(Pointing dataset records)
-- Start --

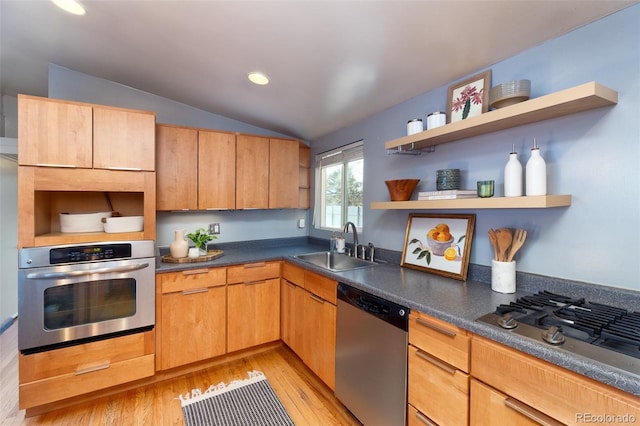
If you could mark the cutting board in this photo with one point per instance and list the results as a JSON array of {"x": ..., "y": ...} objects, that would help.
[{"x": 211, "y": 254}]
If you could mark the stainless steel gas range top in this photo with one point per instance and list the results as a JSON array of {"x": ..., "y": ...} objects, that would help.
[{"x": 599, "y": 332}]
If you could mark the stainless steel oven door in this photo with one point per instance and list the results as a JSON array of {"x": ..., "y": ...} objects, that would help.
[{"x": 58, "y": 304}]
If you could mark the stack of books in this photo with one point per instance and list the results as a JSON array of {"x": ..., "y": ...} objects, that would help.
[{"x": 449, "y": 194}]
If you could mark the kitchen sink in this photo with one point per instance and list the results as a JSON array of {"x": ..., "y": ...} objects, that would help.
[{"x": 334, "y": 261}]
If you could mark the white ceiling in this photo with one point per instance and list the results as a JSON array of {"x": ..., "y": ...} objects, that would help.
[{"x": 331, "y": 63}]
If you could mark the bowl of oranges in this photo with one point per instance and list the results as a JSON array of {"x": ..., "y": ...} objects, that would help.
[{"x": 439, "y": 239}]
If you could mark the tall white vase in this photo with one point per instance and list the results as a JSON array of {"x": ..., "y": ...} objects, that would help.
[{"x": 179, "y": 247}]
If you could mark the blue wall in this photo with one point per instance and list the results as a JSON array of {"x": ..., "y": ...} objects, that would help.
[{"x": 592, "y": 155}]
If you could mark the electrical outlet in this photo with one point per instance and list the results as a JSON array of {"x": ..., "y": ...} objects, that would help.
[{"x": 214, "y": 228}]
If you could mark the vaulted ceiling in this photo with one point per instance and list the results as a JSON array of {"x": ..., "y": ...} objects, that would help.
[{"x": 331, "y": 63}]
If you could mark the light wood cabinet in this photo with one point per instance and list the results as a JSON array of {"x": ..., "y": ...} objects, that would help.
[
  {"x": 54, "y": 133},
  {"x": 319, "y": 328},
  {"x": 284, "y": 173},
  {"x": 252, "y": 172},
  {"x": 553, "y": 391},
  {"x": 438, "y": 384},
  {"x": 58, "y": 133},
  {"x": 490, "y": 407},
  {"x": 216, "y": 170},
  {"x": 309, "y": 319},
  {"x": 195, "y": 169},
  {"x": 123, "y": 139},
  {"x": 176, "y": 168},
  {"x": 253, "y": 305},
  {"x": 45, "y": 192},
  {"x": 58, "y": 374},
  {"x": 191, "y": 314}
]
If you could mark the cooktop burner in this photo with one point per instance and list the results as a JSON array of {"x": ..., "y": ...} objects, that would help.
[{"x": 604, "y": 333}]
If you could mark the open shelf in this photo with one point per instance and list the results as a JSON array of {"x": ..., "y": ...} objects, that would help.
[
  {"x": 531, "y": 202},
  {"x": 565, "y": 102}
]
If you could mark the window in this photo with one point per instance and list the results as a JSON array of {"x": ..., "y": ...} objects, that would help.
[{"x": 339, "y": 187}]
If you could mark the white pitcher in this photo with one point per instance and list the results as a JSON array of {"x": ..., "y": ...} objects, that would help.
[{"x": 179, "y": 247}]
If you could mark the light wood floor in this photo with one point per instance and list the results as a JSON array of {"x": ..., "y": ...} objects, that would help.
[{"x": 307, "y": 400}]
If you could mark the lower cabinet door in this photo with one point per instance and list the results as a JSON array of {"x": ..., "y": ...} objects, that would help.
[
  {"x": 193, "y": 326},
  {"x": 319, "y": 345},
  {"x": 253, "y": 313},
  {"x": 490, "y": 407},
  {"x": 437, "y": 389}
]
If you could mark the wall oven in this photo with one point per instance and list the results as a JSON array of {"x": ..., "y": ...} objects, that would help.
[{"x": 78, "y": 293}]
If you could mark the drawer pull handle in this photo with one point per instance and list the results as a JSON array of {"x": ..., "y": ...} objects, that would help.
[
  {"x": 531, "y": 413},
  {"x": 131, "y": 169},
  {"x": 316, "y": 298},
  {"x": 195, "y": 271},
  {"x": 435, "y": 327},
  {"x": 440, "y": 364},
  {"x": 194, "y": 291},
  {"x": 68, "y": 166},
  {"x": 424, "y": 419},
  {"x": 92, "y": 369}
]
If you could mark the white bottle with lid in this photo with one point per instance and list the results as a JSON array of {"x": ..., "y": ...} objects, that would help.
[
  {"x": 536, "y": 173},
  {"x": 513, "y": 175}
]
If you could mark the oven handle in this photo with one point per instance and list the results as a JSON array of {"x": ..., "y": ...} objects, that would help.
[{"x": 71, "y": 274}]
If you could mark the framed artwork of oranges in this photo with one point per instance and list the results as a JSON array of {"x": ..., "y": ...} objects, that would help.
[{"x": 439, "y": 243}]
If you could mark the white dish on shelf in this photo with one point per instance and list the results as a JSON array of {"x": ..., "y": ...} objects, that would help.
[
  {"x": 114, "y": 225},
  {"x": 82, "y": 222}
]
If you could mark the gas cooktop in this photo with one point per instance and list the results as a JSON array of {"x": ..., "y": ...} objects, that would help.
[{"x": 599, "y": 332}]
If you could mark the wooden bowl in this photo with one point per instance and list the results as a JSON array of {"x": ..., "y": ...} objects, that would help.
[{"x": 401, "y": 189}]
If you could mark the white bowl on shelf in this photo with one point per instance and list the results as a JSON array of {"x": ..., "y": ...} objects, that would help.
[
  {"x": 82, "y": 222},
  {"x": 114, "y": 225}
]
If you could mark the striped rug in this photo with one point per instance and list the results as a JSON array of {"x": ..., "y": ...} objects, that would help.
[{"x": 251, "y": 401}]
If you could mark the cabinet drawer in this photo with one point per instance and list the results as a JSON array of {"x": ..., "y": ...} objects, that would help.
[
  {"x": 555, "y": 391},
  {"x": 253, "y": 272},
  {"x": 490, "y": 407},
  {"x": 441, "y": 339},
  {"x": 192, "y": 279},
  {"x": 62, "y": 373},
  {"x": 293, "y": 273},
  {"x": 321, "y": 286},
  {"x": 437, "y": 389}
]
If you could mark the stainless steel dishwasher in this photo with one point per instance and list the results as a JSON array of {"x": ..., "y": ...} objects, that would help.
[{"x": 371, "y": 357}]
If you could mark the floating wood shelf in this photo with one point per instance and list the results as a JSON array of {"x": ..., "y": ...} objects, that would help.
[
  {"x": 565, "y": 102},
  {"x": 532, "y": 202}
]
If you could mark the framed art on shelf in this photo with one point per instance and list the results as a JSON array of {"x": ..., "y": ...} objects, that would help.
[
  {"x": 468, "y": 98},
  {"x": 439, "y": 243}
]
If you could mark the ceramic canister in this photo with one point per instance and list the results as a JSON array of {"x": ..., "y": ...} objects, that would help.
[{"x": 436, "y": 119}]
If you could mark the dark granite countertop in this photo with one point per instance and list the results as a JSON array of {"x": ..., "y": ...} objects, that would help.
[{"x": 454, "y": 301}]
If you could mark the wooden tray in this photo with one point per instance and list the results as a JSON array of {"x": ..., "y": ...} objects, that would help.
[{"x": 211, "y": 254}]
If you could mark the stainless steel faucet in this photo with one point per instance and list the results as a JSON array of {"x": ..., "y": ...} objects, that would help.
[{"x": 355, "y": 237}]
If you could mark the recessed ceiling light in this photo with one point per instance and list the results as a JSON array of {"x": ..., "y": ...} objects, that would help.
[
  {"x": 258, "y": 78},
  {"x": 71, "y": 6}
]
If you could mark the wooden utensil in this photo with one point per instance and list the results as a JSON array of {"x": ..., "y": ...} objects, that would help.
[
  {"x": 518, "y": 240},
  {"x": 504, "y": 242},
  {"x": 493, "y": 239}
]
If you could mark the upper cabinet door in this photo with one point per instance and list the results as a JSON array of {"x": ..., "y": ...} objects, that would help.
[
  {"x": 176, "y": 168},
  {"x": 216, "y": 170},
  {"x": 252, "y": 172},
  {"x": 283, "y": 173},
  {"x": 53, "y": 133},
  {"x": 123, "y": 139}
]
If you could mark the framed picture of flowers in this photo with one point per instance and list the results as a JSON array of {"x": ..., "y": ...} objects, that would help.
[
  {"x": 469, "y": 98},
  {"x": 439, "y": 243}
]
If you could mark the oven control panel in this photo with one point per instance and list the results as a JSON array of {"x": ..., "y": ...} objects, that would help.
[{"x": 89, "y": 253}]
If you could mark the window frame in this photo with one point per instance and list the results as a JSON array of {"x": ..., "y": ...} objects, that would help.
[{"x": 342, "y": 155}]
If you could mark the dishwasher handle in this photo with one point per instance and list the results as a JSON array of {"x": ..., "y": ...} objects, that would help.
[{"x": 383, "y": 309}]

-- End --

Exercise description
Retype nothing except the lines from the line holding "If you could mark the wooden utensil" through the last line of the entries, both included.

Result of this exercise
If you could mark the wooden utensil in this photo with one point per instance and list the results as a JSON array of {"x": ..., "y": ...} objects, that would help.
[
  {"x": 518, "y": 240},
  {"x": 504, "y": 242},
  {"x": 493, "y": 239}
]
If you could mark the upper cabinet door in this photo with one point per instance and list the results as a JSON array of {"x": ..., "y": ...} objects, that would help.
[
  {"x": 176, "y": 168},
  {"x": 216, "y": 170},
  {"x": 252, "y": 172},
  {"x": 283, "y": 173},
  {"x": 53, "y": 133},
  {"x": 123, "y": 139}
]
If you could mark the framed picture of flowers in this photo with one point per instance and list the results as a JSON array of {"x": ..., "y": ...} objects, that would help.
[
  {"x": 469, "y": 98},
  {"x": 439, "y": 243}
]
If you could mark the oven control panel in this photo with one point per instance and list the results as a JSON array of {"x": ..., "y": ...} objects, that would help.
[{"x": 89, "y": 253}]
If you could mark the window frame in this photo with one point per instance and list the results as a JSON array of {"x": ..., "y": ...} objects, that would help.
[{"x": 342, "y": 155}]
If you could mark the dishwasher handle in this photo with one point per instance and list the results as a JSON array of {"x": ..., "y": ...} objects, that would help.
[{"x": 383, "y": 309}]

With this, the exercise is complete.